• _TEXT TO READ_:
When the plug is to be removed from the jack receptacle, the opposite occurs. As the plug starts to be removed, the rear helical spring cooperates with the actuator, pushing it automatically forward to once again close the switch circuit and connect the tip circuit with the sleeve circuit, thereby once again applying the “muting effect.”

By a simple adjustment of the position of the bridging contact, it is possible to easily change the function of the switch so that it is normally open in the non-plugged position but closed when in the plugged position.

The present invention offers the following advantages:

1. Reliability: As the present invention is the only one that works by sliding switch action, a natural wipe action is always applied to the contact surfaces on each use, preventing the buildup of oxidation on the contact surfaces. In addition the 360-degree sliding contact makes contact with one or more (two (2) in the preferred embodiment) potential shorting sections on the bridge contact while being in contact with the sleeve contact while in the closed position. The two (2) shorting sections on the bridge contact of the preferred embodiment, those that break through either side of the sleeve contact, provide for a degree of built in redundancy such that for the switch to operate effectively it is sufficient for just one point to be in contact with the ring contact along with the sleeve. Furthermore, the present invention switch actuation takes its reference from the full front face of the mated jack receptacle, which is deemed to be a more positive reference relative to prior art that references on the inside of internal bores (ID's) of jack receptacles as ID's (i) can more likely vary in diameter from standards due to manufacture quality and variability and/or (ii) provide clearances such that a mated plug may rest in an offset or angled position relative to the jack's true bore centre (non-concentric mating).

• _WHAT YOU ARE ASKED TO DO_: List every circuit that the passage about the jack plug switch names.

• _GIVEN INFORMATION_:
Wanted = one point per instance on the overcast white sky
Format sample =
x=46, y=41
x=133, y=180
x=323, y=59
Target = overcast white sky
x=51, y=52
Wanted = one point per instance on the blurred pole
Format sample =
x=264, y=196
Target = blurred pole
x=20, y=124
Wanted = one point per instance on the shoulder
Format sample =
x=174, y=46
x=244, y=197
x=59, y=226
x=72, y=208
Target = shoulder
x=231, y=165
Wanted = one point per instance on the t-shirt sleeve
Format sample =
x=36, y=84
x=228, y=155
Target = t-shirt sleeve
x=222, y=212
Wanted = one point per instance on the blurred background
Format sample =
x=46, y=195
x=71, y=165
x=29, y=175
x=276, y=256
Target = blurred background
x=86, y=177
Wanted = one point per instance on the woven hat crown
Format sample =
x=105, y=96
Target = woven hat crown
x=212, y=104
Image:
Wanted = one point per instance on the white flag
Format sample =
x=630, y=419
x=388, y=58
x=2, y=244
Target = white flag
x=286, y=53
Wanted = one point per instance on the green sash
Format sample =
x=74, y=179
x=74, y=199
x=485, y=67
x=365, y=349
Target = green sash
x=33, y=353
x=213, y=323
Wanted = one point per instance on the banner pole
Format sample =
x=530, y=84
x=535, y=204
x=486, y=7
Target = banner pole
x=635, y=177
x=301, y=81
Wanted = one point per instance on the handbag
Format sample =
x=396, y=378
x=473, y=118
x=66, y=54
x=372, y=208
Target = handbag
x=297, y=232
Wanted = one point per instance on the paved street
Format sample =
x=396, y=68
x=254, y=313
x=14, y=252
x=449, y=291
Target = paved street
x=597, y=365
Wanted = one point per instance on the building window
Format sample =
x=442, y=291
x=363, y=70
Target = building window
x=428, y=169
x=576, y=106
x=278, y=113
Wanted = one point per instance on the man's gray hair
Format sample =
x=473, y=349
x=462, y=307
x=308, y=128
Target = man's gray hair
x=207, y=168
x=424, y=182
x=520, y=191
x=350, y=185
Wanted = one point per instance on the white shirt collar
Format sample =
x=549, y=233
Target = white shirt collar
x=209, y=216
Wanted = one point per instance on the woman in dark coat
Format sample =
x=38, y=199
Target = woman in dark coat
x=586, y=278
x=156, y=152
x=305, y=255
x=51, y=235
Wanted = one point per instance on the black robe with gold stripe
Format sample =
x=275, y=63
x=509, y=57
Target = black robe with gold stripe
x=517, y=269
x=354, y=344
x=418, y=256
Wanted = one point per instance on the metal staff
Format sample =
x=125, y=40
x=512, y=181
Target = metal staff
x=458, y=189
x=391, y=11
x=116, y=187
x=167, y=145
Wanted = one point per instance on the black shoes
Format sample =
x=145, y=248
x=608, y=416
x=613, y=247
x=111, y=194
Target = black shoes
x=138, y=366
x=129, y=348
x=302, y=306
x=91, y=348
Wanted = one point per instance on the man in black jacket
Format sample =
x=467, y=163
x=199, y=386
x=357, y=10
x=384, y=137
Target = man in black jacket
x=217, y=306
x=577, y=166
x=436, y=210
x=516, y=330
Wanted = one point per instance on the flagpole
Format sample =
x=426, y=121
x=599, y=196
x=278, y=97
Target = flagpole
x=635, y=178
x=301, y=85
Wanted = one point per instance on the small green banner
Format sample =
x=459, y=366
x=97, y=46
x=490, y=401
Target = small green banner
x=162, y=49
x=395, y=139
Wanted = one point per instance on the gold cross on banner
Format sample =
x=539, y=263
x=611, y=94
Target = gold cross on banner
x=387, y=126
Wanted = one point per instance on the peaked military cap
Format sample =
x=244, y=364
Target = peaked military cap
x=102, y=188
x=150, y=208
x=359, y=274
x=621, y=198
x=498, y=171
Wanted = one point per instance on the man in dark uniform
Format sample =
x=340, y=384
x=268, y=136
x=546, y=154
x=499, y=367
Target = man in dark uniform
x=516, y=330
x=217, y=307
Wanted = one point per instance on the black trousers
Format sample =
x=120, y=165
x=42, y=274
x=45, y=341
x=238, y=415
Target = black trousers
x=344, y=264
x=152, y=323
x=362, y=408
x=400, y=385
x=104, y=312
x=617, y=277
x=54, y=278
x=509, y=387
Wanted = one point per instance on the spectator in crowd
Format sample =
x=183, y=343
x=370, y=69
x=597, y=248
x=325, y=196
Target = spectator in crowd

• _ANSWER TO THIS PROBLEM_:
- Switch circuit
- Tip circuit
- Sleeve circuit